À faire: Dites si chaque affirmation concorde avec le passage sur les maçons de la Creuse en 1871 : (a) la Garde nationale passe de 60 bataillons à plus de 250 ; (b) les gardes touchent une solde de deux francs par jour ; (c) les troupes de Bismarck défilent sur les Champs-Élysées le 2 mars. Répondez à chacune par oui ou non, en citant mot pour mot les termes décisifs du passage.

Extrait du document:
● ● ●

Au début du mois de mars 1871, les ouvriers maçons qui viennent chaque année de la Creuse travailler sur les chantiers parisiens arrivent dans une ville assiégée. Napoléon III et ses généraux ont perdu la guerre contre les Prussiens. Le 2 mars, les troupes de Bismarck défilent sur les Champs-Élysées tandis que Paris indigné se couvre de drapeaux noirs. La plupart des chantiers sont arrêtés. Dans les semaines qui suivent leur arrivée, les migrants s’engagent, comme les ouvriers parisiens, dans la Garde Nationale. Cette Garde Nationale qui était réservée aux classes aisées, a dû faire appel, pour les besoins de la défense, aux ouvriers et aux artisans qui se trouvent dans la capitale. Elle passe ainsi de 60 bataillons à plus de 250. Les gardes perçoivent une solde de un franc cinquante par jour et un peu plus quand ils sont mariés ou ont des enfants. Cette Garde nationale devenue populaire adopte les sentiments patriotiques des Parisiens qui désapprouvent les concessions de Thiers à la Prusse.

● ● ●

Entrées enregistrées:
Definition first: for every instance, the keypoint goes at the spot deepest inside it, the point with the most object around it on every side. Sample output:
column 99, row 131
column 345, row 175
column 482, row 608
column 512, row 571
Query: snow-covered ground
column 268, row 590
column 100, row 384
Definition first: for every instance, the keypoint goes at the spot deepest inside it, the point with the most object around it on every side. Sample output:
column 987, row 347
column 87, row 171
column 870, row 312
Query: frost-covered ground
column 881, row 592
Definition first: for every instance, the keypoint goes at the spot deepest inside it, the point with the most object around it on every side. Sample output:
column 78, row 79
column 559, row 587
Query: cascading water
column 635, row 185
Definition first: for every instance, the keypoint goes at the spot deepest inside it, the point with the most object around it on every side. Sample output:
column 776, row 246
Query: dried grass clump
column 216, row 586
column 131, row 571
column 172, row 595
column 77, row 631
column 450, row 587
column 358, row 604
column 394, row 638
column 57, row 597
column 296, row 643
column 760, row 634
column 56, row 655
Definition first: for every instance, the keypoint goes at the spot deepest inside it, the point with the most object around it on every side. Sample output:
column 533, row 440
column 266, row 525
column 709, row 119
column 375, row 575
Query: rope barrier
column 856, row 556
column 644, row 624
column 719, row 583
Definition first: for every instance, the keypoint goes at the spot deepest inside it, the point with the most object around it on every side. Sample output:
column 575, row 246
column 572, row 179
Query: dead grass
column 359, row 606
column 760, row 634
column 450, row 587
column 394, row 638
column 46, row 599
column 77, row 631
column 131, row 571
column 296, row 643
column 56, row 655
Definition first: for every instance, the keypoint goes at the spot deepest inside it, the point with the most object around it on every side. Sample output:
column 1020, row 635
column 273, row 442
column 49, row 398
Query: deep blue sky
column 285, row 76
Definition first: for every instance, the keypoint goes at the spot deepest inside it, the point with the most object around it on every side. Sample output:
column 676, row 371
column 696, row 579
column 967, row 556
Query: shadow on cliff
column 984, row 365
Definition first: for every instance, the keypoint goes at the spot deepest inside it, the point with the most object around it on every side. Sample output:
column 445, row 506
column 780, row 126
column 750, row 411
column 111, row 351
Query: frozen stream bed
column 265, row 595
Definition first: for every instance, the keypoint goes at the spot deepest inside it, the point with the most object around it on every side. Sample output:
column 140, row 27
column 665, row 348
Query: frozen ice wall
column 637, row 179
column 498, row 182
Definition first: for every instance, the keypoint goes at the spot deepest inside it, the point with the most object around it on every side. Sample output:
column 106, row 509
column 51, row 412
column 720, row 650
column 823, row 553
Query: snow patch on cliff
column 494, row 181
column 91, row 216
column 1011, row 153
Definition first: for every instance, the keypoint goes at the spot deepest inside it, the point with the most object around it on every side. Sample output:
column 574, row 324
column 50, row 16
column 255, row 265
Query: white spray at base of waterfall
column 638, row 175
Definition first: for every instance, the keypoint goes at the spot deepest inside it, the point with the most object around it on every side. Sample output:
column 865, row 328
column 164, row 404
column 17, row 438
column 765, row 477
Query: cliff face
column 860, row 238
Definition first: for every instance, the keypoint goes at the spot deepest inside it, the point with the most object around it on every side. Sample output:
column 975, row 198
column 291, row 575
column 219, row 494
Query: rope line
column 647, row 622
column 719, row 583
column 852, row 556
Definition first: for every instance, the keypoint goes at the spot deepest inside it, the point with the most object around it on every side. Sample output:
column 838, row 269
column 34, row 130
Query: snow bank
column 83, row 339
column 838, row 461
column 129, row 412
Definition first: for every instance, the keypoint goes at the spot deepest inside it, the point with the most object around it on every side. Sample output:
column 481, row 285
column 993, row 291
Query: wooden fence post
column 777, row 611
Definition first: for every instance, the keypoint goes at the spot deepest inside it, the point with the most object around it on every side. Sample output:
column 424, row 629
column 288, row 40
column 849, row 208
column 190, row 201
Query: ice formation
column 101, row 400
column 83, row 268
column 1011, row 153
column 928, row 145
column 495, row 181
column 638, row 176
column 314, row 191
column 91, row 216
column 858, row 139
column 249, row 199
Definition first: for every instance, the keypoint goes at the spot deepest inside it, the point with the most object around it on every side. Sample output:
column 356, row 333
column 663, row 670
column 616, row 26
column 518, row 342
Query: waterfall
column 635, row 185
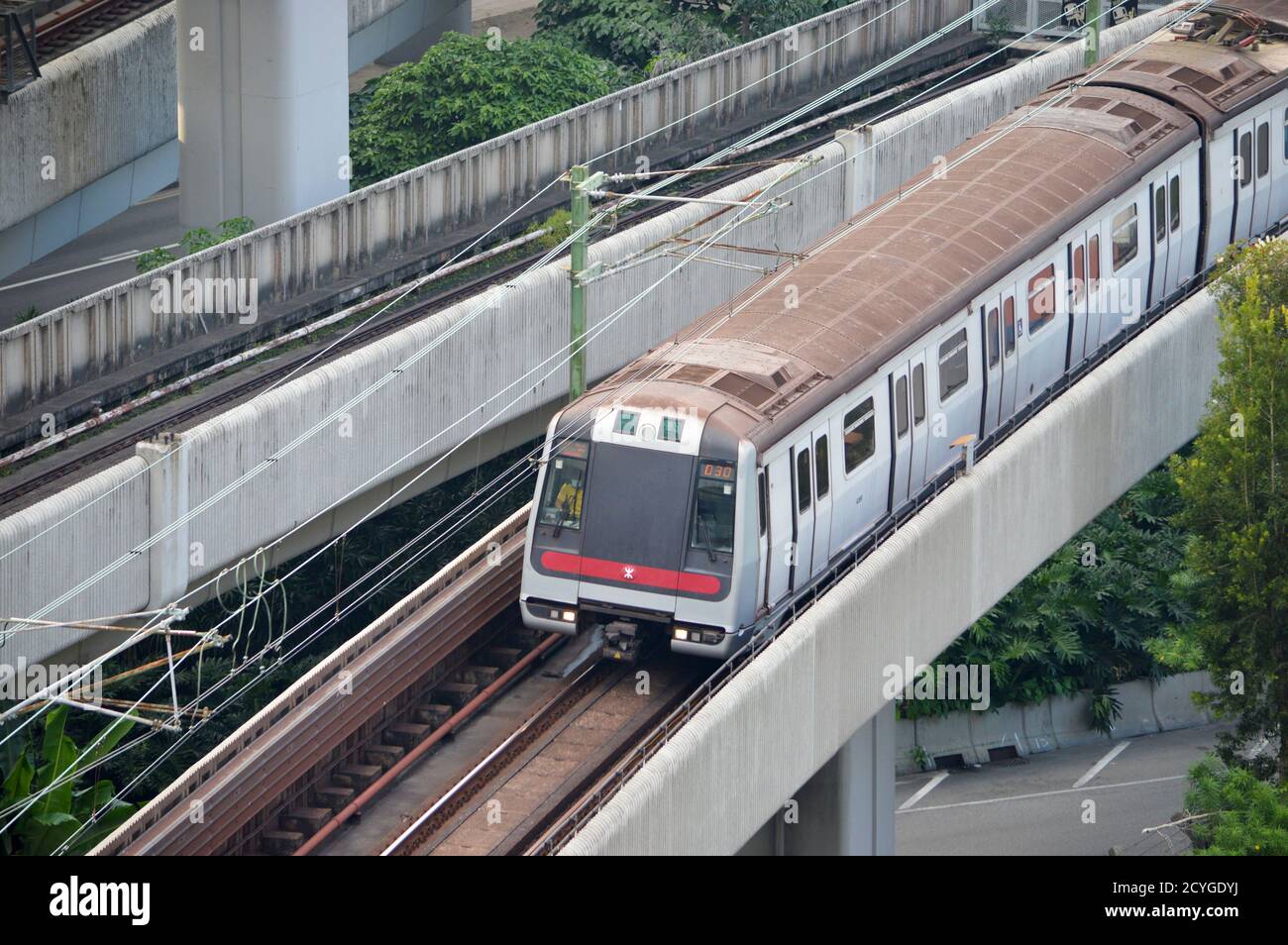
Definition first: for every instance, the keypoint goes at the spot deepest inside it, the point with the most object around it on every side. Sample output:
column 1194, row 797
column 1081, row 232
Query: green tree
column 1235, row 812
column 463, row 91
column 27, row 769
column 1234, row 485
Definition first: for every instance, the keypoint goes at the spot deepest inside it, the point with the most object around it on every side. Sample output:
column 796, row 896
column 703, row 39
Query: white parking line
column 1043, row 793
column 925, row 789
column 1100, row 765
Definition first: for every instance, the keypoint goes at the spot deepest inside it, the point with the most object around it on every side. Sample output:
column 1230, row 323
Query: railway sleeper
column 333, row 795
column 305, row 820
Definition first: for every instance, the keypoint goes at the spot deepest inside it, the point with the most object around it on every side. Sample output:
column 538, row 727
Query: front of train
column 642, row 525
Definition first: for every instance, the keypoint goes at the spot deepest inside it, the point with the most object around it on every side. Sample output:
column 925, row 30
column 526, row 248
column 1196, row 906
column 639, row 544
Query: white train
column 763, row 447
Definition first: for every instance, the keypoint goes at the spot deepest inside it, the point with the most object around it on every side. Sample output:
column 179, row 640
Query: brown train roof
column 892, row 275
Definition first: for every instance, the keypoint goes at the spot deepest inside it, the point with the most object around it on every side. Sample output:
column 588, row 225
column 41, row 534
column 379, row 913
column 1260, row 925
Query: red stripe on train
column 630, row 574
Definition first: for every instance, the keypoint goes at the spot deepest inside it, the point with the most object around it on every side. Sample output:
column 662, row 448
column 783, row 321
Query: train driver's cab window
column 626, row 422
column 712, row 510
column 1041, row 299
column 861, row 434
column 953, row 365
column 566, row 484
column 1125, row 236
column 803, row 497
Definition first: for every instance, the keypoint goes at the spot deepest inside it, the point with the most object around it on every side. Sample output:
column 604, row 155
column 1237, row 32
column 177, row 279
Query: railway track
column 786, row 147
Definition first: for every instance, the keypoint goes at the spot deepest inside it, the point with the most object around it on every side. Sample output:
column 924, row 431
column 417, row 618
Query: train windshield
column 712, row 512
column 566, row 485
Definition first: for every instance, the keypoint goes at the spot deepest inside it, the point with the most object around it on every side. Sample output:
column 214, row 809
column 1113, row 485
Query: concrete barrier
column 380, row 230
column 780, row 720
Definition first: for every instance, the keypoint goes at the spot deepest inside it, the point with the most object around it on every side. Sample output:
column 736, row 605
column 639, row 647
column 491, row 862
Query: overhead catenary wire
column 831, row 168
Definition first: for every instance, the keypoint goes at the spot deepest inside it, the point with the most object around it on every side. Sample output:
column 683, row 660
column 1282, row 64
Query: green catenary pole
column 578, row 308
column 1093, row 52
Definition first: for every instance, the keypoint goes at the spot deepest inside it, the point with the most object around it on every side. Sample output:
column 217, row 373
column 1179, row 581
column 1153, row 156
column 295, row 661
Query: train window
column 566, row 479
column 861, row 435
column 1080, row 274
column 764, row 499
column 712, row 510
column 1009, row 325
column 1125, row 236
column 953, row 366
column 822, row 480
column 803, row 497
column 995, row 347
column 1041, row 299
column 1159, row 214
column 901, row 407
column 918, row 393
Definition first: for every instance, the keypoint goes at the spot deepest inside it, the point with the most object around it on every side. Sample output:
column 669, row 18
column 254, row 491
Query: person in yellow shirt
column 568, row 499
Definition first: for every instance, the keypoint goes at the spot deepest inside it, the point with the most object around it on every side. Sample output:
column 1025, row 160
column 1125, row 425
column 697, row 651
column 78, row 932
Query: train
column 709, row 480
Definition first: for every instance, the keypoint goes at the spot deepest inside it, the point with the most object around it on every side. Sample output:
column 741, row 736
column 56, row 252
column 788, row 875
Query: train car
column 713, row 477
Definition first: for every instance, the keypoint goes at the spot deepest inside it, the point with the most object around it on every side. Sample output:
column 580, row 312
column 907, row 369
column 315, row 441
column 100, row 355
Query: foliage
column 1245, row 816
column 1083, row 618
column 1235, row 490
column 194, row 241
column 27, row 769
column 463, row 91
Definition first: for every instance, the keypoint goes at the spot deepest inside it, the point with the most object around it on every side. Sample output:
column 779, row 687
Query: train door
column 1158, row 240
column 1010, row 358
column 782, row 533
column 902, row 406
column 919, row 428
column 822, row 499
column 803, row 481
column 992, row 316
column 1077, row 258
column 1243, row 188
column 1261, row 181
column 1095, row 293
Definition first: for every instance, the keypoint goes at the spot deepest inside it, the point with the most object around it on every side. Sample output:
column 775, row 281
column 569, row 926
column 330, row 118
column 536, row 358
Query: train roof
column 921, row 254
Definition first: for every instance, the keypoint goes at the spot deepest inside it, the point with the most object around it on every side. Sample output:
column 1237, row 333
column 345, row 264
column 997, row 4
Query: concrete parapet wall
column 397, row 219
column 787, row 712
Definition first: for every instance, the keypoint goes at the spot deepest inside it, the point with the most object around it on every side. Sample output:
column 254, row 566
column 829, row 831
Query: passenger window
column 1125, row 237
column 1009, row 326
column 861, row 435
column 953, row 366
column 1041, row 299
column 918, row 393
column 764, row 499
column 1159, row 214
column 803, row 497
column 901, row 407
column 822, row 480
column 993, row 344
column 1080, row 275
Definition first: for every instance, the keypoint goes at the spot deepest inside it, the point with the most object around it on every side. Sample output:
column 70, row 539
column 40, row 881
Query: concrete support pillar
column 424, row 22
column 848, row 806
column 263, row 107
column 167, row 502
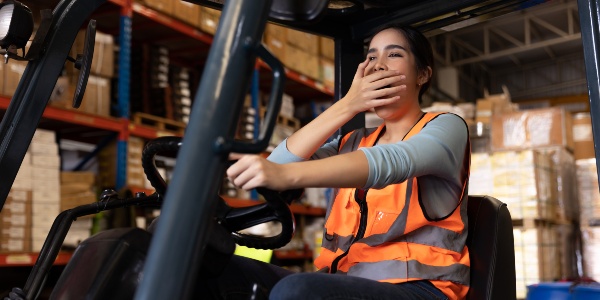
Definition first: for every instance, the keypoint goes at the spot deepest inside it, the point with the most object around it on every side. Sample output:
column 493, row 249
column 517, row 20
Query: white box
column 45, row 160
column 43, row 220
column 42, row 208
column 51, row 173
column 43, row 148
column 15, row 232
column 46, row 196
column 43, row 135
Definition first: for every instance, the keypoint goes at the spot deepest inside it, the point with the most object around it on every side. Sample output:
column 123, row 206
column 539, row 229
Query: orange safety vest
column 384, row 235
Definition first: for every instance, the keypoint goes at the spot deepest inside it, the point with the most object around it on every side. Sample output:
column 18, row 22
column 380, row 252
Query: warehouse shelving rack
column 170, row 253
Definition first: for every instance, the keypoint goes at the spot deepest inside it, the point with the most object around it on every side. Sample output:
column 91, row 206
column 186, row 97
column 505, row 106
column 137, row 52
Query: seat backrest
column 491, row 249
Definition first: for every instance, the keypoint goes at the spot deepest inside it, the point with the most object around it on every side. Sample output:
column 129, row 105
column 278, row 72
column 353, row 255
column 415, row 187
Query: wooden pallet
column 158, row 122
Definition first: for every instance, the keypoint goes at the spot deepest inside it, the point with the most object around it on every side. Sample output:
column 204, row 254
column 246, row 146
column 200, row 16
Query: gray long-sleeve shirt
column 435, row 155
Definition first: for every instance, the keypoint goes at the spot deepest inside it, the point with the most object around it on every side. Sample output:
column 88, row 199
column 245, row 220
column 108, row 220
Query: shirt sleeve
column 438, row 150
column 282, row 155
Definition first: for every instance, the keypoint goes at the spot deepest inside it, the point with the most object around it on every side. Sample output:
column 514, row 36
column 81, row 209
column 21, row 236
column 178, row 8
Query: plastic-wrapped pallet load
column 589, row 202
column 536, row 256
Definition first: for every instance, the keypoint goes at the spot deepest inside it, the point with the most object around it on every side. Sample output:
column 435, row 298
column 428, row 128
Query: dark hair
column 420, row 48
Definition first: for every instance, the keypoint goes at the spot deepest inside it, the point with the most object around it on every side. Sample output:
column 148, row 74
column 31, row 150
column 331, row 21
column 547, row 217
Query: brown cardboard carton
column 274, row 40
column 159, row 5
column 103, row 60
column 327, row 48
column 583, row 137
column 327, row 72
column 13, row 72
column 301, row 61
column 96, row 99
column 536, row 128
column 304, row 41
column 187, row 12
column 209, row 19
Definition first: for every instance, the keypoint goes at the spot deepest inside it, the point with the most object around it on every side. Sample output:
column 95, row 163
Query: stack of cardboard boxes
column 107, row 165
column 34, row 200
column 97, row 97
column 45, row 163
column 307, row 54
column 588, row 193
column 530, row 166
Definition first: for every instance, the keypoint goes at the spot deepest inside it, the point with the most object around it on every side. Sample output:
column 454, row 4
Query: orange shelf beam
column 172, row 23
column 75, row 117
column 29, row 259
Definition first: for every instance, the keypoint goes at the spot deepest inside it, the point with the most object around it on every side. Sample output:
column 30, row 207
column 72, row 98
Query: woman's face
column 389, row 50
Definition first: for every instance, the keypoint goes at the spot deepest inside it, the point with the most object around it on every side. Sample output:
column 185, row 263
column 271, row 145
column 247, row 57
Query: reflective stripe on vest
column 400, row 244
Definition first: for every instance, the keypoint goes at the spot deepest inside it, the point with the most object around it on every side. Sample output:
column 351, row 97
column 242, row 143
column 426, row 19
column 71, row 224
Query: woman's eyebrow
column 388, row 47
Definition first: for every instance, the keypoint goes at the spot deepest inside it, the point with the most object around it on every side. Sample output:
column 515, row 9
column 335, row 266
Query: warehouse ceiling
column 545, row 31
column 536, row 52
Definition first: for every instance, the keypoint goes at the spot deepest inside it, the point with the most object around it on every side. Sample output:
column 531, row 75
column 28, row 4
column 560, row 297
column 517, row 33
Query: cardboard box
column 302, row 40
column 88, row 177
column 43, row 135
column 96, row 99
column 15, row 232
column 209, row 19
column 43, row 148
column 15, row 245
column 483, row 111
column 19, row 195
column 103, row 62
column 186, row 12
column 12, row 75
column 536, row 128
column 165, row 7
column 46, row 160
column 301, row 61
column 583, row 137
column 275, row 40
column 327, row 72
column 327, row 48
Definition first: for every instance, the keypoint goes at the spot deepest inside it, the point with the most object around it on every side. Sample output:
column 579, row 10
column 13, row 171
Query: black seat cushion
column 491, row 249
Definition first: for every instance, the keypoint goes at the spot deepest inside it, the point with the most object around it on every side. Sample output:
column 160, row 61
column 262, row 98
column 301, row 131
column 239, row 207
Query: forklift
column 198, row 230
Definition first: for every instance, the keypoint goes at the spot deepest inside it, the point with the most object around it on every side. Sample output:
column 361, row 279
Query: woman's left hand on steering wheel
column 252, row 171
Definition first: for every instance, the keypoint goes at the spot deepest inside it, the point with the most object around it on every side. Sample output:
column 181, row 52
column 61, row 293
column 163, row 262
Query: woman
column 397, row 227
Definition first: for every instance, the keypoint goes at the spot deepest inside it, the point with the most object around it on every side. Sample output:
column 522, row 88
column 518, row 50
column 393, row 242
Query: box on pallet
column 186, row 12
column 327, row 48
column 535, row 183
column 587, row 190
column 304, row 41
column 538, row 255
column 159, row 5
column 301, row 61
column 583, row 137
column 275, row 40
column 590, row 236
column 103, row 62
column 532, row 128
column 209, row 19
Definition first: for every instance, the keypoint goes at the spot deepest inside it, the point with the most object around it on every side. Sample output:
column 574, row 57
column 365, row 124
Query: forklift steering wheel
column 276, row 208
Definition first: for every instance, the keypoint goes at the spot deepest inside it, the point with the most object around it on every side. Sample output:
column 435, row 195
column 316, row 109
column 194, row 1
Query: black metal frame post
column 27, row 104
column 177, row 246
column 349, row 53
column 589, row 18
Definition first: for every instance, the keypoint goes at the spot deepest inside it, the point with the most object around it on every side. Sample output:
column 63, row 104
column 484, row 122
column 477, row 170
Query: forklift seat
column 491, row 249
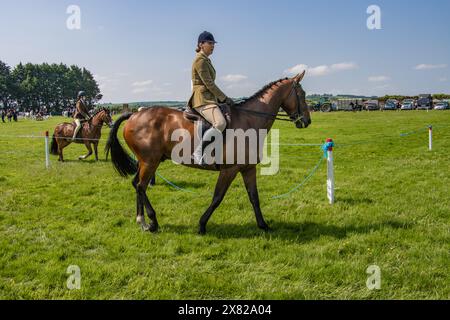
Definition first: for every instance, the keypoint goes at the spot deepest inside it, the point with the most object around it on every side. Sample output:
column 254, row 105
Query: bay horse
column 89, row 134
column 148, row 135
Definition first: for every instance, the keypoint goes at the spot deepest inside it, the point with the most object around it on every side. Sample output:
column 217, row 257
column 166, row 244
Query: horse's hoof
column 202, row 231
column 153, row 228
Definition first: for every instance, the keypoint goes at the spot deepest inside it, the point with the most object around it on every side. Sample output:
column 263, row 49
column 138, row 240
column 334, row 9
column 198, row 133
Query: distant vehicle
column 407, row 104
column 371, row 105
column 425, row 102
column 390, row 104
column 323, row 105
column 348, row 104
column 443, row 105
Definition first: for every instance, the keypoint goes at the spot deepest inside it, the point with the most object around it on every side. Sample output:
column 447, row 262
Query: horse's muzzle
column 302, row 123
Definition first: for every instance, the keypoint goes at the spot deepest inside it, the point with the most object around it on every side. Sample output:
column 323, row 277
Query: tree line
column 54, row 86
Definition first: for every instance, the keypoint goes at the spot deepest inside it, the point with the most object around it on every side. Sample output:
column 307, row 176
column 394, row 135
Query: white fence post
column 330, row 172
column 47, row 157
column 430, row 138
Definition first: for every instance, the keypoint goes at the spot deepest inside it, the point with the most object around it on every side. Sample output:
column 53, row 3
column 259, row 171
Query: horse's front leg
column 96, row 151
column 224, row 181
column 89, row 147
column 249, row 175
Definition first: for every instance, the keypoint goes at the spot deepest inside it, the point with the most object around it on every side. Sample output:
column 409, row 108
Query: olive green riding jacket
column 204, row 90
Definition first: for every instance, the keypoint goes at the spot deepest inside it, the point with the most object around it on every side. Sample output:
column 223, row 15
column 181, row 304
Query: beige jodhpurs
column 213, row 115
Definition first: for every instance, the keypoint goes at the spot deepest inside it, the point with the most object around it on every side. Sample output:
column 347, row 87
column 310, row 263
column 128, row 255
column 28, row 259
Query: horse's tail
column 124, row 164
column 54, row 146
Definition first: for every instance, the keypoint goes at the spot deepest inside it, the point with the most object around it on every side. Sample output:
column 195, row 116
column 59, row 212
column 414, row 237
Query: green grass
column 392, row 210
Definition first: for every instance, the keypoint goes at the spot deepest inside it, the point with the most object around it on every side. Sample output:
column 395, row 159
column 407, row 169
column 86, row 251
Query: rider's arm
column 82, row 109
column 203, row 71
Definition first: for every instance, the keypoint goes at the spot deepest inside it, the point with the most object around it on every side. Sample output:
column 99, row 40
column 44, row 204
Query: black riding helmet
column 206, row 36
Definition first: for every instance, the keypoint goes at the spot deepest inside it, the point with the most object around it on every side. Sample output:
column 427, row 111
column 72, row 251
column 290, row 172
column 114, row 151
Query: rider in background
column 205, row 94
column 81, row 113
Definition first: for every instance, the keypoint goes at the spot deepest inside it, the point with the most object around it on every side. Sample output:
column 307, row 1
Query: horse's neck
column 270, row 103
column 97, row 121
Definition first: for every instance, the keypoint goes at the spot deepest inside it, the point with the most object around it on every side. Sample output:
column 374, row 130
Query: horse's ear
column 299, row 77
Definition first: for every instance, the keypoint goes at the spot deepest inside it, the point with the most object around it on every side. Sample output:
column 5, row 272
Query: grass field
column 392, row 210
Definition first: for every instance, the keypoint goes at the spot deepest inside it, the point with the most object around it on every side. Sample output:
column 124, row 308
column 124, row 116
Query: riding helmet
column 206, row 36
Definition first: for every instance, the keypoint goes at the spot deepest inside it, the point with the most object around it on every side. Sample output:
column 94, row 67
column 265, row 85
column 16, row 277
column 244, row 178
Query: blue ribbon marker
column 325, row 147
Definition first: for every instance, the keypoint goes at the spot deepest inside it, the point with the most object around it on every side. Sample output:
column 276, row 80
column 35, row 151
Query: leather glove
column 229, row 101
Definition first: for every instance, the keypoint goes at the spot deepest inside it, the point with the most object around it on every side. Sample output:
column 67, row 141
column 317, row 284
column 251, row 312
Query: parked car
column 407, row 104
column 391, row 104
column 443, row 105
column 425, row 102
column 371, row 105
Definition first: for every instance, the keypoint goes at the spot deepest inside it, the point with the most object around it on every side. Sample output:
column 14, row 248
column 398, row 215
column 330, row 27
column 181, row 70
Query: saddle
column 192, row 115
column 80, row 132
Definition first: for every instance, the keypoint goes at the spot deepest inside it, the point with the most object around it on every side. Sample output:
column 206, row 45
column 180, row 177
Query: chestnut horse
column 89, row 134
column 148, row 134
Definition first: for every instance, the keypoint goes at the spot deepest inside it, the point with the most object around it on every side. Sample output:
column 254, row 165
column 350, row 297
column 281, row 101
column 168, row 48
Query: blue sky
column 143, row 50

● ● ●

Solution proposée:
(a) Oui : « Elle passe ainsi de 60 bataillons à plus de 250. »
(b) Non : « Les gardes perçoivent une solde de un franc cinquante par jour »
(c) Oui : « Le 2 mars, les troupes de Bismarck défilent sur les Champs-Élysées »